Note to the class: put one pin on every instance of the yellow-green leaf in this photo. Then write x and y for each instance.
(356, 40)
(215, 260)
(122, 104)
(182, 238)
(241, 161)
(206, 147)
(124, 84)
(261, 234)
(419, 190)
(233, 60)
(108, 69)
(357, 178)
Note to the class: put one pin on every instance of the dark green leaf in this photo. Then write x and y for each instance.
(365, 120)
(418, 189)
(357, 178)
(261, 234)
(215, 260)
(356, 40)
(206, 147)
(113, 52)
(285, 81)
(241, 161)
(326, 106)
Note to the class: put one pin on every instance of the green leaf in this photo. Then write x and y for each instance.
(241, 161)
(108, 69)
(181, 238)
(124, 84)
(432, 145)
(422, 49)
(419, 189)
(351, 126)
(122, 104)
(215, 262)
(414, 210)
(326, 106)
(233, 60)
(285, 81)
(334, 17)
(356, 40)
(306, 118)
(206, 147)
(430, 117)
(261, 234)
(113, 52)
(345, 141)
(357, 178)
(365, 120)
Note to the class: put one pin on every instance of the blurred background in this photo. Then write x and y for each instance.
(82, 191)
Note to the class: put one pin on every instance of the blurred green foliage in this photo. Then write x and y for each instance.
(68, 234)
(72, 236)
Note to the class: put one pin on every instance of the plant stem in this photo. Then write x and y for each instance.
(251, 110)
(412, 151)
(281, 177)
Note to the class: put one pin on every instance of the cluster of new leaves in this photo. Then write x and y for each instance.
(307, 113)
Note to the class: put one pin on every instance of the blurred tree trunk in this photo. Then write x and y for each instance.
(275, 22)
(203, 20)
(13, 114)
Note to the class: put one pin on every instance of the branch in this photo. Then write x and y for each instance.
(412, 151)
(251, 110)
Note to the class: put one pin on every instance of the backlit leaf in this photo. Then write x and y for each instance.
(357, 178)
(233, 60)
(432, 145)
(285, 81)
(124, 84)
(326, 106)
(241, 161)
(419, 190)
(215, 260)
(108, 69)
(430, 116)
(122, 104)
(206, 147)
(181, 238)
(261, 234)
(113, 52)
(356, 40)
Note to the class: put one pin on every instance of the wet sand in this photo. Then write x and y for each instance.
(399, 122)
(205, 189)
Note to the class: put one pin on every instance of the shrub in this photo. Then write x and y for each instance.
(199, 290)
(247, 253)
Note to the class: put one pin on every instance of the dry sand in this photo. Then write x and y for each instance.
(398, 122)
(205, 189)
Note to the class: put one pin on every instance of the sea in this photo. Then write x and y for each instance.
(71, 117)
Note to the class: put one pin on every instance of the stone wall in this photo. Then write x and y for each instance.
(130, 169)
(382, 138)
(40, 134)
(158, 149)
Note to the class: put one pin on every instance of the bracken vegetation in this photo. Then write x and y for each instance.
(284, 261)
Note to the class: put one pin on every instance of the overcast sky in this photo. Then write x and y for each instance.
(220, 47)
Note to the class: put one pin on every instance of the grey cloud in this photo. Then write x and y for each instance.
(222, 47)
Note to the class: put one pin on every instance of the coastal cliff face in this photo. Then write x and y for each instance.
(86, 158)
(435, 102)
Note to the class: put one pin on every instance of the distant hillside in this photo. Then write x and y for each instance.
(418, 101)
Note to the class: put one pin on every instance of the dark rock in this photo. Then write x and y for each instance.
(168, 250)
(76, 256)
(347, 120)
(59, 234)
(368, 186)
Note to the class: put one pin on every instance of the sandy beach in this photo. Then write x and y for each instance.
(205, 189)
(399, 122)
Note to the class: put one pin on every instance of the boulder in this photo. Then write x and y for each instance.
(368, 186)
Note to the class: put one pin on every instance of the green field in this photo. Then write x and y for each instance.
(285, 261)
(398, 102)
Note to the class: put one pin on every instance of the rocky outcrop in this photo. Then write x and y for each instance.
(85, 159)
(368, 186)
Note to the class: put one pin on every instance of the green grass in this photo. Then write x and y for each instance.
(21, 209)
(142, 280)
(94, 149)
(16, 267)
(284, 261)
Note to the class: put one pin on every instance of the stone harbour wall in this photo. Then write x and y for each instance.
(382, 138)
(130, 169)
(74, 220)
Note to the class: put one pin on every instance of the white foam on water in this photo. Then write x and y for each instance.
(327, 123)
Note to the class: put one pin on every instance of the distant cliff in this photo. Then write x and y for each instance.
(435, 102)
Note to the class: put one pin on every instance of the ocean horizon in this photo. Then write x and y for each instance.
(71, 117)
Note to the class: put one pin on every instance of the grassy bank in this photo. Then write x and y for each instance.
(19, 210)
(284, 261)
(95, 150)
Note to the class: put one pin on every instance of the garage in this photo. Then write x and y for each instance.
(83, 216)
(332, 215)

§ **TASK**:
What you return must match the records exactly, down to the last line.

§ **RESPONSE TO THE TASK**:
Note to the class: put one pin on every instance of the yellow-green leaf in this photo. Then write x and y for each instance.
(356, 40)
(215, 260)
(122, 104)
(182, 238)
(241, 161)
(206, 147)
(124, 84)
(261, 234)
(419, 190)
(233, 60)
(108, 69)
(357, 178)
Note to the class: put one pin on every instance of the dark green leaf in this photo. Then write x and y for each instance.
(365, 120)
(418, 189)
(357, 178)
(261, 234)
(215, 260)
(356, 40)
(206, 147)
(113, 52)
(285, 81)
(241, 161)
(326, 106)
Note to the class: put one pin on every instance of the green leaf in this photo. Then write x and y for each instance.
(241, 161)
(108, 69)
(181, 238)
(124, 84)
(432, 145)
(422, 49)
(419, 189)
(351, 126)
(122, 104)
(215, 262)
(414, 210)
(326, 106)
(233, 60)
(285, 81)
(334, 17)
(356, 40)
(306, 118)
(206, 147)
(430, 117)
(261, 234)
(113, 52)
(345, 141)
(357, 178)
(365, 120)
Note to the class: put one pin on every instance of the blurred background in this photo. Then write x and y for each instance.
(82, 191)
Note to the class: put one pin on every instance of the blurred green foliage in this photo. Then write x and y for each instance.
(68, 234)
(72, 236)
Note to the class: put one pin on every instance of the plant stem in this photo. Then write x and y for each instance.
(251, 110)
(412, 151)
(281, 177)
Note to the class: put one pin on every instance of the cluster of new leaves in this photo. Then write x and y for each instance.
(307, 113)
Note to the class: put one pin on every instance of the blurred tree trunk in this photo. Then write x and y for each instance.
(275, 22)
(203, 20)
(13, 114)
Note to the class: put one pin on every instance of the branch in this photo. Then write x and y for each instance.
(412, 151)
(251, 110)
Note to the class: put one pin on every instance of the backlit leaf in this photo. Then write x and y for each instance.
(357, 178)
(233, 60)
(432, 145)
(285, 81)
(124, 84)
(326, 106)
(241, 161)
(419, 190)
(215, 260)
(108, 69)
(430, 116)
(122, 104)
(206, 147)
(181, 238)
(261, 234)
(113, 52)
(356, 40)
Note to the class: put one pin on every instance of the wet sand in this photo. Then write x and y for each instance.
(399, 122)
(205, 189)
Note to the class: put one pin on every instance of the shrub in this photo. Then write x and y for each instance.
(199, 290)
(247, 253)
Note to the class: put one pin on every instance of the dry sand in this photo. Then write x and y for each instance.
(398, 122)
(205, 189)
Note to the class: put one pin on every instance of the sea in this photo. Then write x and y for each instance.
(71, 117)
Note to the class: put one pin on every instance of the stone wall in this photo. Then write x and y for each instance.
(130, 169)
(382, 138)
(40, 134)
(158, 149)
Note to the class: put one pin on every instance of the bracken vegetation in this photo. Then write x and y for each instance.
(284, 261)
Note to the class: put one pin on every instance of the overcast sky in this photo. Then write x and y for each instance.
(220, 47)
Note to the class: put one pin on every instance of the grey cloud in this photo. Then write x and y for each instance.
(222, 47)
Note to the class: put one pin on every instance of the coastal cliff face in this photo. Then write x and y for each instance.
(86, 158)
(435, 102)
Note to the class: put one pin on every instance of the distant hillside in this photo. Then write x and y for each instance.
(418, 101)
Note to the class: put one pin on every instance of the dark rock in this photo. Then write x and y for each instance.
(168, 250)
(76, 256)
(347, 120)
(59, 234)
(368, 186)
Note to the class: put one pin on every instance of the sandy beach in this photo. Then write x and y for each instance.
(205, 189)
(399, 122)
Note to the class: put one pin on every instance of the boulder in this photo. Then write x and y for each instance.
(368, 186)
Note to the class: put one pin on every instance of the green field in this photo. Then write x and y for each instance.
(285, 261)
(398, 102)
Note to the class: put one pin on every instance of the rocky outcrop in this photo. Then write x and y for each instance.
(85, 159)
(368, 186)
Note to the class: put one pin on every instance of the green grass in this photo. Then write x and y for each instance.
(21, 209)
(142, 280)
(94, 149)
(16, 267)
(284, 261)
Note to the class: put one pin on every instance of the stone harbour wall in this photo. Then write x and y for each instance.
(382, 138)
(130, 169)
(74, 220)
Note to the class: put one pin on every instance of the white foam on water in this photo. Then write x and y for each instance.
(327, 123)
Note to the class: put one pin on every instance of the distant cliff in this photo. Then write x and y for each instance.
(435, 102)
Note to the class: put one pin on every instance of the ocean horizon in this photo. Then write x and y for each instance.
(71, 117)
Note to the class: put one pin on every instance of the grassy bank in this photo. Then write x and y for each instance.
(19, 210)
(284, 261)
(95, 150)
Note to the class: put one pin on every instance of the garage in this photo. Then write x and y for each instance.
(83, 216)
(332, 215)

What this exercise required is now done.